**What needs to be done**
Reproduce the material below verbatim, from its first line through the line that contains "column 621, row 119".

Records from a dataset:
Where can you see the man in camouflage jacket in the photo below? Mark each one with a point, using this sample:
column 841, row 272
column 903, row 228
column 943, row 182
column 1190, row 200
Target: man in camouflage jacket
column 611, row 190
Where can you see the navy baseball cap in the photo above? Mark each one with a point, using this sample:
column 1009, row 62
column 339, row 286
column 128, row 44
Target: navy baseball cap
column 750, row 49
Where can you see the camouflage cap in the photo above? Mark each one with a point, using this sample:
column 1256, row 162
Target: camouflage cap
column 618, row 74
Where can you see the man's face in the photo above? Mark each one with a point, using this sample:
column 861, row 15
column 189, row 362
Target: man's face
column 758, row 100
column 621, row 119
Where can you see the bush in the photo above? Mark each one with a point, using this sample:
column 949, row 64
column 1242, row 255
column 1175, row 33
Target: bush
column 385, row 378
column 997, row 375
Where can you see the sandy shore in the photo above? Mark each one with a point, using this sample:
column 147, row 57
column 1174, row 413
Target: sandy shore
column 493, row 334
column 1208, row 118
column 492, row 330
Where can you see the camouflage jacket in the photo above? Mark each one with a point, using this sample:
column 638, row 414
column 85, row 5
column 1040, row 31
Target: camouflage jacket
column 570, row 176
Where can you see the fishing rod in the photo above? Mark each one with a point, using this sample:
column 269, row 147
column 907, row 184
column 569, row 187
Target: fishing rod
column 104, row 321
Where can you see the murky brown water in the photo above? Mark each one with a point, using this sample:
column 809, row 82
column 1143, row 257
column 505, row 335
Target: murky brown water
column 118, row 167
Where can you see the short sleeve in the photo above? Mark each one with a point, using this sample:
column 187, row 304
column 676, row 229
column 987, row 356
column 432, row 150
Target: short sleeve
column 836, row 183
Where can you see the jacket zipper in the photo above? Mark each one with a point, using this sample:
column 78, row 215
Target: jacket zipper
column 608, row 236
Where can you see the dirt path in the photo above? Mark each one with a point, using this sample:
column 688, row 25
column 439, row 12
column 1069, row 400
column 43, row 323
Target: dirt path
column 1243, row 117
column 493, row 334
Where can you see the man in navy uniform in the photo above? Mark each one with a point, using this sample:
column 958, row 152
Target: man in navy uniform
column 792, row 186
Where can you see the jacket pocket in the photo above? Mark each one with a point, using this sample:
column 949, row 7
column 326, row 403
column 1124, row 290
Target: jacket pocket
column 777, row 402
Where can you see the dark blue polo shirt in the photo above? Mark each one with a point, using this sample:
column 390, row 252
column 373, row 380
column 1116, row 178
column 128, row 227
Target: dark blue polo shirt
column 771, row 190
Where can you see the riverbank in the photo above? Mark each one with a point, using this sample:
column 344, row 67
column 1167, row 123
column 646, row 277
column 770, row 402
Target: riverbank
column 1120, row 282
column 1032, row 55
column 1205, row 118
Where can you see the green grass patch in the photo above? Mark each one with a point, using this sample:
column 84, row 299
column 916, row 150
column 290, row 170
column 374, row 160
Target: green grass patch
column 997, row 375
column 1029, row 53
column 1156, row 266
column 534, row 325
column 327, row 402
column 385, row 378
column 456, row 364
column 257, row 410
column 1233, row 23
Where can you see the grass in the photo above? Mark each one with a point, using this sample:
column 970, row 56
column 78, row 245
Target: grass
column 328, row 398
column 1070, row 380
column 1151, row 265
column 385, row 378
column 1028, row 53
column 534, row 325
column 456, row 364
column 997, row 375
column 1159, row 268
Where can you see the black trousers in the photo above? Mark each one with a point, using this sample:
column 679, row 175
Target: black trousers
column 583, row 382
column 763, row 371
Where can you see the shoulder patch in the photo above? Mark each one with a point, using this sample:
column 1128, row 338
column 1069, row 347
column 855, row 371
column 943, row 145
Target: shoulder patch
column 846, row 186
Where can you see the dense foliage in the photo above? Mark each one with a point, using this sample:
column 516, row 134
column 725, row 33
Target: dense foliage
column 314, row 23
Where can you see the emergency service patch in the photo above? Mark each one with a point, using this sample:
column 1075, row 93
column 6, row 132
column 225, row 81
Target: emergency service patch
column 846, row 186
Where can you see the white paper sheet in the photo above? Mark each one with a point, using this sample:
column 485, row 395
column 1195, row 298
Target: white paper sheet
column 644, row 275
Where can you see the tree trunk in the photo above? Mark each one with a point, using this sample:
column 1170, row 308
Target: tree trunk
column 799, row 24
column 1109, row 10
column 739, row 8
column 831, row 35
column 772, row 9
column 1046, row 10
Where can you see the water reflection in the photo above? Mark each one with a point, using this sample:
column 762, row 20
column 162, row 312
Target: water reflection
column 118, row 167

**Answer for the task**
Where can you see the man in camouflage jacket in the photo below? Mark each one with a point, using this sample:
column 841, row 272
column 903, row 228
column 943, row 182
column 1190, row 200
Target: man in camouflage jacket
column 611, row 190
Where can you see the navy baseball cap in the photo above? Mark each one with a point, using this sample:
column 1009, row 62
column 339, row 286
column 128, row 44
Target: navy baseball cap
column 750, row 49
Where can you see the camouflage cap in the photo above? Mark each one with a point, using this sample:
column 1256, row 162
Target: camouflage cap
column 618, row 74
Where can you see the man's face in the photo above? Mark each one with a point, using this sample:
column 861, row 15
column 189, row 362
Target: man's face
column 758, row 100
column 621, row 119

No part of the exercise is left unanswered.